### Your objective:
Output the entire listing that follows verbatim.
------
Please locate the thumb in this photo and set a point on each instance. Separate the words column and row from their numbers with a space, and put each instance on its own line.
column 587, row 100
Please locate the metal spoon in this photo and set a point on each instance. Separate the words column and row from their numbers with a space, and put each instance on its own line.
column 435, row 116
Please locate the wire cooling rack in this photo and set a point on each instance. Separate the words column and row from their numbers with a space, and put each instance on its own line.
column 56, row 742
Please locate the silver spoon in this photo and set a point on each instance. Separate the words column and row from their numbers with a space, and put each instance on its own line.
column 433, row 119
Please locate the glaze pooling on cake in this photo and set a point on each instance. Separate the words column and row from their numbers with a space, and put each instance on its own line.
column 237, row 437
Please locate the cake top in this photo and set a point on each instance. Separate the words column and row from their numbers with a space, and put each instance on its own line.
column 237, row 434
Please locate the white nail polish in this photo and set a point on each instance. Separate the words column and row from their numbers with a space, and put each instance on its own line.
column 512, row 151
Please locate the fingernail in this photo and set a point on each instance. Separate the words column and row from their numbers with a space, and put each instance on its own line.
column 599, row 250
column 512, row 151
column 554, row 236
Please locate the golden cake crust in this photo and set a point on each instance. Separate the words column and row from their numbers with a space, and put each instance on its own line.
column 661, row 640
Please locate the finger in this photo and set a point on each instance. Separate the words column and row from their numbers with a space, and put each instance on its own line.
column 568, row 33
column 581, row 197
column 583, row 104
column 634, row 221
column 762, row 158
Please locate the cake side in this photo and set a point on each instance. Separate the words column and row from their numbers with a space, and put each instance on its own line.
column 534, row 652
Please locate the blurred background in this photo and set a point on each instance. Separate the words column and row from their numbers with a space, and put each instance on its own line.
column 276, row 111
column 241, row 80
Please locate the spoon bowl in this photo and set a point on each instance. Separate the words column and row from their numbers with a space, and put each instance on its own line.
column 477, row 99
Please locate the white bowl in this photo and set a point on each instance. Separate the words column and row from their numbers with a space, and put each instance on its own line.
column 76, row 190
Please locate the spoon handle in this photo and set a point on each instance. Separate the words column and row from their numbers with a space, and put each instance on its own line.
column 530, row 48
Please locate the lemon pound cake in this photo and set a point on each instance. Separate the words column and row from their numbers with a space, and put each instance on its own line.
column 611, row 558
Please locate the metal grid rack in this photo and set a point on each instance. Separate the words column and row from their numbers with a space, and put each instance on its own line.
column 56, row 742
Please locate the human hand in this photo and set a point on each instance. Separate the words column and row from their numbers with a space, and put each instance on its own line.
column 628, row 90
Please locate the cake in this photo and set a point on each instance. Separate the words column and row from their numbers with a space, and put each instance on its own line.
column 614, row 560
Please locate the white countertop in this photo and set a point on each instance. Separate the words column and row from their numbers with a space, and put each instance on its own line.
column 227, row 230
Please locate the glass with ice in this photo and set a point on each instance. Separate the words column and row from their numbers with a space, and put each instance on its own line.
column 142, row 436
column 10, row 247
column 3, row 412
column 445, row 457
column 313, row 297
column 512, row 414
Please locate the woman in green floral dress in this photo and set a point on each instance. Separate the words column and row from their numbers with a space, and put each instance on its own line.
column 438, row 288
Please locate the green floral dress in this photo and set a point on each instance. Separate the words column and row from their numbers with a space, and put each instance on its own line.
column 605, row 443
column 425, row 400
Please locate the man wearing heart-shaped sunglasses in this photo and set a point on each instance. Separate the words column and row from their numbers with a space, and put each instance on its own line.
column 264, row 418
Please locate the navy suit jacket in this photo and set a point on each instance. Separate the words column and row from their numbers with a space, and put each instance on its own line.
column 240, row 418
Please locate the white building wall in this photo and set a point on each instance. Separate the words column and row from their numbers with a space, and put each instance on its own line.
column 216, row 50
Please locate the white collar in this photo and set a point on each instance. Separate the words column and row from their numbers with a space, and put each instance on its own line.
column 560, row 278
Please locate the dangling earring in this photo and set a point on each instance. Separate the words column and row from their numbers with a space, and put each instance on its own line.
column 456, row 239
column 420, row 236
------
### Response to the task:
Please locate the thumb in this photo and set a point on each instance. Separate the words column and row from their numbers with a space, and put each instance on its own line.
column 587, row 100
Please locate the metal spoon in this photo and set a point on each instance. Separate the words column and row from their numbers with a space, and put each instance on its own line.
column 435, row 116
Please locate the wire cooling rack in this photo and set a point on each instance. Separate the words column and row from their numbers with a space, and put each instance on its own line.
column 56, row 742
Please locate the silver spoon in this photo and set a point on each instance. Separate the words column and row from their numbers with a space, and put each instance on its own line.
column 433, row 119
Please locate the glaze pooling on cake in this photo and set a point on each instance. Separate the words column and row from their numbers with a space, and put each instance on its own line.
column 237, row 437
Please locate the cake top in this photo and set a point on each instance. Separate the words column and row from their numbers with a space, and put each instance on its own line.
column 237, row 434
Please locate the white nail polish in this photo and set a point on each instance. Separate the words column and row from their numbers with a space, and put each instance on its own line.
column 512, row 151
Please locate the fingernail in this photo and set a point on each instance. Separate the words column and row from their numbers with a space, and put each instance on its own line.
column 599, row 250
column 512, row 151
column 554, row 236
Please locate the golden cake crust in this photo and set a point on each instance. Separate the words column and row from their numbers with a space, and put each instance on its own line.
column 661, row 640
Please locate the finger in this photo and set a point on each instance. Separate the words column and row from their numbers with a space, and put each instance on its own line.
column 568, row 33
column 581, row 197
column 583, row 104
column 634, row 221
column 762, row 158
Please locate the cake side in this photo and set a point on each instance. Separate the words column and row from their numbers with a space, and put each instance on its own line.
column 534, row 652
Please locate the blurred background in this photo and set a point on each instance. Separate the words column and row from their numbers with a space, and put each instance on its own line.
column 276, row 111
column 241, row 80
Please locate the spoon bowl in this photo and set a point on each instance. Separate the words column and row from their numbers with a space, and put each instance on its own line.
column 477, row 99
Please locate the white bowl in this photo and set a point on each instance. Separate the words column and row from their numbers with a space, and put each instance on its own line.
column 76, row 190
Please locate the spoon handle in this photo and set a point on each instance. Separate the words column and row from their numbers with a space, and put each instance on its own line.
column 530, row 48
Please locate the lemon pound cake in this photo and set a point on each instance. Separate the words column and row from their numbers with a space, and put each instance on its own line.
column 611, row 558
Please locate the metal grid rack in this photo and set a point on each instance. Separate the words column and row from their numbers with a space, and put each instance on its own line.
column 56, row 742
Please locate the human hand in this photo and set a point on each instance. Separate the words column and row from their numbers with a space, and put each instance on its own line.
column 628, row 90
Please locate the cake in this photo and set a point on each instance. Separate the words column and row from their numbers with a space, and put each instance on its own line.
column 614, row 560
Please locate the white countertop in this photo and set a point on each instance. Separate the words column and row from their numbers with a space, and put each instance on its own line.
column 227, row 230
Please locate the glass with ice in this photo and set a point on each instance. Separate the words column and row from their numbers with a space, and put each instance on its own line.
column 142, row 436
column 10, row 247
column 3, row 412
column 445, row 457
column 313, row 297
column 512, row 414
Please locate the woman in green floral dress in this photo and set a point on each instance. Separate the words column and row from their numbers with a space, and put each instance on its own line.
column 438, row 288
Please locate the green floral dress in this photo and set a point on each instance. Separate the words column and row from their numbers with a space, and put each instance on its own line.
column 605, row 443
column 425, row 400
Please locate the man wearing heart-shaped sunglasses in this photo and set a point on each instance. Separate the words column and row from their numbers with a space, and put each instance on its own line.
column 264, row 418
Please locate the navy suit jacket in this photo and set a point on each instance. Separate the words column and row from their numbers with a space, and put each instance on its own line.
column 240, row 418
Please locate the white building wall in this photo and set a point on each instance. Separate the words column and row from their numbers with a space, and put each instance on its own line.
column 216, row 50
Please locate the white collar in this photo and set a point on each instance. Separate the words column and row from their numbers with a space, and put each instance on its own line.
column 560, row 278
Please locate the dangling earring in this photo and set a point on each instance. Separate the words column and row from their numbers with a space, and put each instance on its own line.
column 456, row 239
column 420, row 236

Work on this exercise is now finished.